• [DIRECTION A]:
Using the judgment in Stephen Ndirangu Ndungo v Wanjuki Muchemi, explain why counsel for the claimant argued that the claim was not barred by the Limitation of Actions Act.
• [DIRECTION B]:
Reproduce the stretch of the judgment in Stephen Ndirangu Ndungo v Wanjuki Muchemi from "During the hearing, the" through "by the respondent.".
• [DIRECTION C]:
Write what comes next in the Industrial Court judgment in Stephen Ndirangu Ndungo v Wanjuki Muchemi, beginning after its last sentence.
======== EXCERPT PROVIDED ========
Stephen Ndirangu Ndungo v Wanjuki Muchemi [2014] KEELRC 1015 (KLR) | Unlawful Termination | Esheria

Stephen Ndirangu Ndungo v Wanjuki Muchemi [2014] KEELRC 1015 (KLR)

Full Case Text

REPUBLIC   OF   KENYA

IN THE INDUSTRIAL COURT OF KENYA AT NYERI

INDUSTRIAL CAUSE NO. 21 OF 2012

STEPHEN NDIRANGU NDUNGO......................................CLAIMANT

VERSUS

WANJUKI MUCHEMI..................................................RESPONDENT

JUDGMENT

The claimant in this suit brought the respondent to this court seeking compensation for unlawful termination of his services as well as his terminal dues which he has tabulated at paragraph 5 of the memorandum of claim.

The background to this suit is that the claimant who was employed by the respondent as an office assistant initially in 1984, was at the time of termination serving  as a Senior Court Clerk earning a monthly salary of Kshs.9,616  as at the  time of his termination on 28th November, 2003.

During the hearing, the claimant testified that his services were terminated in November, 2003 without being issued with any termination letter. According to him, he was  verbally  told by a Mr. Kibira that his services were terminated because the previous day he was spotted in the company of a Mr.Ng'ang'a, an employee of the respondent whose services had  earlier been terminated by the respondent.

It was his evidence that by the time of his termination he had salary arrears for the year 2002 which the office of the  respondent forwarded to him under cover of their letter dated 5th May, 2004. He further testified that the respondent had paid Kshs.40,000 of the sums demanded.

The respondent on his part denied the allegations by the claimant stating that he is non-suited against the claimant and  that the claim is in any event statute barred hence incompetent and should be struck out. The respondent did not call any witness at the trial but cross-examined the claimant.

In cross-examination he stated that he did not demand his dues immediately as the respondent kept promising him  that he would resolve the matter.

In the submissions filed on behalf the claimant by Mr. Kariuki, he submitted that there was clear evidence that the claimant   was an employee of the respondent and that his services were  terminated unlawfully and unfairly.

Concerning liability to pay, counsel submitted that the respondent acknowledged owing the claimant and made part  payment of his claim and that the part payment was made before the expiration of the prescribed period in the Limitation of Actions Act. Counsel further submitted that such     acknowledgement or part payment has the effect of making time run afresh under section 23(3) of the Limitation of Action Act. To support this contention counsel relied on the case of  Abdi S. Rahman Shire -v- Thabiti Finance Co. Ltd. No. 76of 2000.

The respondent on his part submitted that the applicable law at the time the cause of action accrued was cap (sic) 206 and    not Labour Relation Act.
======== EXCERPTED DATA ========
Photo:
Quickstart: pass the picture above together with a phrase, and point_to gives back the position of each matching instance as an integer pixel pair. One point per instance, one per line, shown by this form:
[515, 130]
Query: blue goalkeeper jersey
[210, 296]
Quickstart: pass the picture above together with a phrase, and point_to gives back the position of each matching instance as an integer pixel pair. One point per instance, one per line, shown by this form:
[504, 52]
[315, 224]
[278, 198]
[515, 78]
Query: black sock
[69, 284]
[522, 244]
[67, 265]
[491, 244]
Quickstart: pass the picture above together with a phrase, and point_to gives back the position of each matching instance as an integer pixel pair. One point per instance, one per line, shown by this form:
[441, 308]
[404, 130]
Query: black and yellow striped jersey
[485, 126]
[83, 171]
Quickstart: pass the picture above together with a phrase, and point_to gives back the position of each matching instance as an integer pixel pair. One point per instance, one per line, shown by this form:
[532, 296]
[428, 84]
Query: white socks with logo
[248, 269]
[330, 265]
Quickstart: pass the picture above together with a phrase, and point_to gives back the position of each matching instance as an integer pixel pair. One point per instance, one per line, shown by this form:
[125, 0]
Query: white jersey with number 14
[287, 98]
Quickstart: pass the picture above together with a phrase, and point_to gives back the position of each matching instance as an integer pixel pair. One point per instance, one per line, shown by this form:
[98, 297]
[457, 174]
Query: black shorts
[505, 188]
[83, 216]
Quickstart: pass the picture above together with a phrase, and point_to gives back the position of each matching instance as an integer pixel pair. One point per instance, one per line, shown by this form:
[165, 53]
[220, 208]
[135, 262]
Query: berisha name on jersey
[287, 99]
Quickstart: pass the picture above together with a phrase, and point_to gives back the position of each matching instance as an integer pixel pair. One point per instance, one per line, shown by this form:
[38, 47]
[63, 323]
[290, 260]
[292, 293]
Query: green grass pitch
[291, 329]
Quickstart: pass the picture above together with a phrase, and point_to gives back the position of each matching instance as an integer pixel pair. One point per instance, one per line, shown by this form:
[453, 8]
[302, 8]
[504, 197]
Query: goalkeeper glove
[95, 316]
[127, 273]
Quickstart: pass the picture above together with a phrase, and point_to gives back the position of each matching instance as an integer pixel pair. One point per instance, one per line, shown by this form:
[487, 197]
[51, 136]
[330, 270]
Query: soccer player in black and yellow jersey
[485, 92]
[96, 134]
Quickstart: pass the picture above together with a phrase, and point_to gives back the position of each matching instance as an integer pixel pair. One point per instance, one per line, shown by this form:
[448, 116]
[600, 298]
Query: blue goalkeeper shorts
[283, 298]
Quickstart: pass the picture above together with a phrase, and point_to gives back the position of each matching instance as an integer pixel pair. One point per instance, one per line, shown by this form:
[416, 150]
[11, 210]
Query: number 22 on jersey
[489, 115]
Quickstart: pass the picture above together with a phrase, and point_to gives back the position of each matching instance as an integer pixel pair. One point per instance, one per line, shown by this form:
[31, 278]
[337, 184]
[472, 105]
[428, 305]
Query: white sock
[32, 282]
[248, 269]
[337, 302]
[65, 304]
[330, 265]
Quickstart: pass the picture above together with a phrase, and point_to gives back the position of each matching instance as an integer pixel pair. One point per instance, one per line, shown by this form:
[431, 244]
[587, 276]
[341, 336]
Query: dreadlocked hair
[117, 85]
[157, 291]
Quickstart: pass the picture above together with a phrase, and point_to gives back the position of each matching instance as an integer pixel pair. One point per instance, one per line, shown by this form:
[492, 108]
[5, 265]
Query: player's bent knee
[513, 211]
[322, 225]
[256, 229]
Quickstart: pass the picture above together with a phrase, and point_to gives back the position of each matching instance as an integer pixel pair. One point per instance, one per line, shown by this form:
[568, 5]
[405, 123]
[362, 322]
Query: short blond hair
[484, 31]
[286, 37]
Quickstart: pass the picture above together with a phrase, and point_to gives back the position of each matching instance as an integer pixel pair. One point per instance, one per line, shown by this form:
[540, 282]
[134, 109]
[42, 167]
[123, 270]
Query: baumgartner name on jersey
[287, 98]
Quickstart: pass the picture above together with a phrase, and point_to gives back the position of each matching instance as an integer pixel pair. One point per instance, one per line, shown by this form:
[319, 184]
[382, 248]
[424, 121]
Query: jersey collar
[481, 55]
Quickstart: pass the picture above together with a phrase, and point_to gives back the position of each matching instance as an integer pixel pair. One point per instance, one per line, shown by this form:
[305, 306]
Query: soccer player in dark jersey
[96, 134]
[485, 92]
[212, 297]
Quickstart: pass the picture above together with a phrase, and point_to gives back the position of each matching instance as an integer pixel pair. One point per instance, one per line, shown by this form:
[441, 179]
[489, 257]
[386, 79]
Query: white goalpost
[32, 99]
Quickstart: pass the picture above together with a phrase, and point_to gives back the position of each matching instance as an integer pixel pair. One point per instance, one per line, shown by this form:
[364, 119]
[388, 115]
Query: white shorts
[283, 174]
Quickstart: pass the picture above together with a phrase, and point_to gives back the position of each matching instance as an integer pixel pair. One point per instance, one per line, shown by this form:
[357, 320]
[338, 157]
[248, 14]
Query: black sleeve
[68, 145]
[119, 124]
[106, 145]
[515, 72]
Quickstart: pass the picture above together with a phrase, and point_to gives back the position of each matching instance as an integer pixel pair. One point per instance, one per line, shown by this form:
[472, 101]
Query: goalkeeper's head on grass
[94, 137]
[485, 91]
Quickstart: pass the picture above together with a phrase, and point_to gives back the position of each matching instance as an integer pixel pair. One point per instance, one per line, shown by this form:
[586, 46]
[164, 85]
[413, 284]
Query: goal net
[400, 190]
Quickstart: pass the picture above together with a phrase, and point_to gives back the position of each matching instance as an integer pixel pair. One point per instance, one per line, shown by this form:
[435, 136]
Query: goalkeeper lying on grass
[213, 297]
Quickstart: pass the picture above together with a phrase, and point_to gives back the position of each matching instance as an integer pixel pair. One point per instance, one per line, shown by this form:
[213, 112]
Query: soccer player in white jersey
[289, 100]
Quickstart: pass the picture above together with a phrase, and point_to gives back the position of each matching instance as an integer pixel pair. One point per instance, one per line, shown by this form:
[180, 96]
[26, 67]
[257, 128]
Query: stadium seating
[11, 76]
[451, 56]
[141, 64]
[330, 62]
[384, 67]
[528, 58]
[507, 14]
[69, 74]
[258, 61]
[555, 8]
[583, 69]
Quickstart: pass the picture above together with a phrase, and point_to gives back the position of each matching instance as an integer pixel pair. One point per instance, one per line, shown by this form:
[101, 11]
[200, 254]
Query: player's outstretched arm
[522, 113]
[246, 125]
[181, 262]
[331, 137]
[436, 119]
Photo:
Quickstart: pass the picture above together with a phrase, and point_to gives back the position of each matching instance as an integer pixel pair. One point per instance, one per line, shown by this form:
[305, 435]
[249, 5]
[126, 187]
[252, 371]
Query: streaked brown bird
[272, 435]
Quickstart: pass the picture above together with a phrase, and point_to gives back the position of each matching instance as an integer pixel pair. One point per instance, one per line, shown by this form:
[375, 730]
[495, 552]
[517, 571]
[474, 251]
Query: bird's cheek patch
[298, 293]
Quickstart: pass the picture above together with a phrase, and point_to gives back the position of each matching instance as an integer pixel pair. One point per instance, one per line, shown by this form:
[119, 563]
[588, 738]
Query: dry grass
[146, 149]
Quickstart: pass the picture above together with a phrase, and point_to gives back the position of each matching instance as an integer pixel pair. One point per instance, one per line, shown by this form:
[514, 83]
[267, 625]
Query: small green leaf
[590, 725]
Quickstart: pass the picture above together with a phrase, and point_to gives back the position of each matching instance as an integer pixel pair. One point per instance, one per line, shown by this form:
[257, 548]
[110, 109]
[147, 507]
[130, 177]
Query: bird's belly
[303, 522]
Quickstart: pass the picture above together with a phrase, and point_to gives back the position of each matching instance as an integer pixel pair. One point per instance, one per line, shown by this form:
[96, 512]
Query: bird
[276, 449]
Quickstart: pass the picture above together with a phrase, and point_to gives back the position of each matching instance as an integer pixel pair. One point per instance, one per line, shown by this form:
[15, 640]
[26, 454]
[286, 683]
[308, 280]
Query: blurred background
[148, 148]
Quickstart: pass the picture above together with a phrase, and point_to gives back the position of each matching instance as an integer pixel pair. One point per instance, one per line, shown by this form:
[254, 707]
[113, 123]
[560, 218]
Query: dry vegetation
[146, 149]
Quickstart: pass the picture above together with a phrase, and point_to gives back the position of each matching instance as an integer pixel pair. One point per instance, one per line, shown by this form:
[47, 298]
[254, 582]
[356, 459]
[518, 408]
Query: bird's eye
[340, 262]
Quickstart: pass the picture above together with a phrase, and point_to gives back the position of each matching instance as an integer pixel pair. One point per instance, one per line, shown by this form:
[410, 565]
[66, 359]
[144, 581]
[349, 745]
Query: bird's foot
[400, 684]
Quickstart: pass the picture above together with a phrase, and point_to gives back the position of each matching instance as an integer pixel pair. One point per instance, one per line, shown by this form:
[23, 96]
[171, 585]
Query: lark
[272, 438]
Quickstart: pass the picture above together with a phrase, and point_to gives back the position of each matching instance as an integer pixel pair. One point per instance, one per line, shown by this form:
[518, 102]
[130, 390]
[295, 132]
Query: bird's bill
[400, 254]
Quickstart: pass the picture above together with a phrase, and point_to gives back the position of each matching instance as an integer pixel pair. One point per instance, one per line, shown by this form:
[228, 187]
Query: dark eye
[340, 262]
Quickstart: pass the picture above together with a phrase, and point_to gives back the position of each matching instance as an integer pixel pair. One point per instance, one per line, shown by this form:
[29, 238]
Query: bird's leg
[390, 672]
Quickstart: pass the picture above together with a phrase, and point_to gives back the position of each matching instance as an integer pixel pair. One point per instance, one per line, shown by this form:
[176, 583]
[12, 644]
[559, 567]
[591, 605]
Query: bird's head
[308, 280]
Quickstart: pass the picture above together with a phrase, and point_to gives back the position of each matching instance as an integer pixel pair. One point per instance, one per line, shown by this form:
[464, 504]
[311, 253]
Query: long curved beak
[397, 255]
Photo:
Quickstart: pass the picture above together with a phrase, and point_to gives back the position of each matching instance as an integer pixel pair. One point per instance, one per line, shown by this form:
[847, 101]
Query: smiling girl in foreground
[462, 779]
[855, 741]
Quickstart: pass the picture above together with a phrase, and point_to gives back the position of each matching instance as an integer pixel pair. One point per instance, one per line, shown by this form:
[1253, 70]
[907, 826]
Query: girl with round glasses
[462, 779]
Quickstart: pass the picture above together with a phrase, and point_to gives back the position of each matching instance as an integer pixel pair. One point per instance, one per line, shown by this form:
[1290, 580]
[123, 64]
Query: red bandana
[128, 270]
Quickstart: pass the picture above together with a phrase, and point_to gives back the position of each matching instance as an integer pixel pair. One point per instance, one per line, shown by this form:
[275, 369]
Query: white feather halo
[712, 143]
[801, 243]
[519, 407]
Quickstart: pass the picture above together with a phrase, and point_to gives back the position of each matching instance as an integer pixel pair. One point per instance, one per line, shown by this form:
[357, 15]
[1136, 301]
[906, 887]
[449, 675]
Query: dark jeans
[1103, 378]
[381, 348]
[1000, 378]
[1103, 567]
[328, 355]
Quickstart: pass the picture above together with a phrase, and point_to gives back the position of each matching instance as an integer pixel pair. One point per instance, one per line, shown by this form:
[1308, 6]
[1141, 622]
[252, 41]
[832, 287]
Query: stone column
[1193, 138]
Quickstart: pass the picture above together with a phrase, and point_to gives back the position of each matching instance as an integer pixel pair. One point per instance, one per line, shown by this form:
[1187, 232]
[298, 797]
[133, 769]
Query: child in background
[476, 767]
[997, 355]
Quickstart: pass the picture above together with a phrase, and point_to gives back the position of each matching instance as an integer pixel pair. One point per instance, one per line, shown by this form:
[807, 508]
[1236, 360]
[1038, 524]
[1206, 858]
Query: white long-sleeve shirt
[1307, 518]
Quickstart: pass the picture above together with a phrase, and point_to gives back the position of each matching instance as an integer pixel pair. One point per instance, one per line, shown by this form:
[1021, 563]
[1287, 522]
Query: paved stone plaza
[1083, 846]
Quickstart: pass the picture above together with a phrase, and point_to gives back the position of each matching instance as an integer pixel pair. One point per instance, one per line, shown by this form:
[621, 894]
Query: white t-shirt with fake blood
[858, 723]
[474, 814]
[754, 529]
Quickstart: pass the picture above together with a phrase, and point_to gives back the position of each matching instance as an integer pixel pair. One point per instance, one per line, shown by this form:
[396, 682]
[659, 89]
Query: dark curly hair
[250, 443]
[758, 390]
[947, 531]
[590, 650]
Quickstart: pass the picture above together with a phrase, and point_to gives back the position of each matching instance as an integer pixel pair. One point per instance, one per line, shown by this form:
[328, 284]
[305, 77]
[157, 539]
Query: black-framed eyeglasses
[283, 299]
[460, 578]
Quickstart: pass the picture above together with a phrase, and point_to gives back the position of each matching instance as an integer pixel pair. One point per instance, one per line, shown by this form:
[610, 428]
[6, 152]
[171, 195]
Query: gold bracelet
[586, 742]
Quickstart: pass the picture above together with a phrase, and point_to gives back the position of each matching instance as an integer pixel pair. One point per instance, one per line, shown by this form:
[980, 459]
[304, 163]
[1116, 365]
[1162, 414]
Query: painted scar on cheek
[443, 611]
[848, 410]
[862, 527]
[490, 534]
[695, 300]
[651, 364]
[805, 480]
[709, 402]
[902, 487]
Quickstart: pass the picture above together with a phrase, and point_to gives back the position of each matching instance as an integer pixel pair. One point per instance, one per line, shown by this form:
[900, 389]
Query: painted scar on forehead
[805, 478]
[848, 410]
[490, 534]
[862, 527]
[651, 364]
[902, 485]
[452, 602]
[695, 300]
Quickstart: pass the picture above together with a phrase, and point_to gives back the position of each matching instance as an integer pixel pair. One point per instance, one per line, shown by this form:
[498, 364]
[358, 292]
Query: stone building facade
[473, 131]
========
• [WRITTEN REPLY A]:
Counsel submitted that the respondent acknowledged owing the claimant and made part payment of the claim before the prescribed limitation period expired. Under section 23(3) of the Limitation of Actions Act, such an acknowledgment or part payment makes time run afresh.

• [WRITTEN REPLY B]:
During the hearing, the claimant testified that his services were terminated in November, 2003 without being issued with any termination letter. According to him, he was  verbally  told by a Mr. Kibira that his services were terminated because the previous day he was spotted in the company of a Mr.Ng'ang'a, an employee of the respondent whose services had  earlier been terminated by the respondent.

• [WRITTEN REPLY C]:
Concerning the quantum of the claim counsel submitted that the claimant in his demand letter only demanded Kshs.56,120 hence the only amount in respect of which judgment, if any,  should be entered.

Counsel further submitted that the employment contract was entered into in1984 and therefore the Employment Act, 2007 is not applicable since the Act does not have a retrospective   effect.

Concerning house allowance, counsel submitted that according to the appointment letter, the salary was all inclusive  hence the claim for house allowance does not lie.

Regarding overtime, counsel submitted that after promotion in 1991 the claimant's reporting time to work changed since he no  longer needed to come early or leave late for purposes of office cleaning.

In conclusion counsel submitted that the claimant can only beawarded Kshs.56,120 which is the compromised amount less Kshs.30,000 already paid.

From the foregoing, it would seem that both parties are in consensus that the claimant was terminated from employment. They are further both in agreement that some measure of compensation should be made.  Their point of departure  however is the quantum and heads of compensation payable.

The respondent has argued that the contract of employment having been entered into 1984, the applicable law should be the repealed Employment Act, Cap 226.  To this, the court is of the contrary view in that the applicable Law ought not to be determined as at the date of entry into contract of employment   but rather by the date when the cause of action accrued. That  is to say when the claimant's contract was terminated. According to the claimant, his contract of service was terminated in November, 2003.  To this extent, the applicable  law was the repealed Employment Act (Cap 226) and not the  Employment Act, 2007.  This suit was initially filed as CMCC  No. 58 of 2008 but later transferred to this court by dint of    the Industrial Court Act and the Constitution which confersexclusive jurisdiction to this court over employment and labour   relation matters.

Having found, that the applicable law was the repealed Employment Act, the issue of Limitation does not arise since  the cause of action being founded on contract, it ought to have been brought within 6 years of the accrual of cause action. The claimant was terminated in November, 2003 hence the six years ought to have lapsed in November, 2009.  This suit was filed in 2008 hence was still within the limitation period.

Regarding the heads and formula for compensation, both the repealed Employment Act and the current Act provide for the heads and formula for compensation.  These Acts provided for the minimum applicable in absence of a contract to the contrary. That is to say parties could not contract below the          minimum provided by these Acts.

Under the repealed and the current Act an employee is entitled upon termination, to notice equivalent to the period in respect of which salary or wages are paid or payment in lieu thereof. Further, as a minimum, an employee is entitled to housing or  housing allowance, leave with pay and rest days.

The claimant was not given notice of termination of employment or payment in lieu thereof.  He is therefore entitled   to one month's salary in lieu of notice. He stated he was not  paid for November, 2003 though he worked.  He is further entitled to his salary for November, 2003. The claimant ought  to have been housed by the respondent or given a house allowance. No evidence was produced before court that he was  either housed by the respondent or paid house allowance.  He is therefore entitled to 1/3 of his basic salary as house allowance but from November, 2003 only as any claim earlier  than this would be statute barred. The NSSF deductions are further awarded as prayed however the claim for overtime fails as the same has not been adequately proved.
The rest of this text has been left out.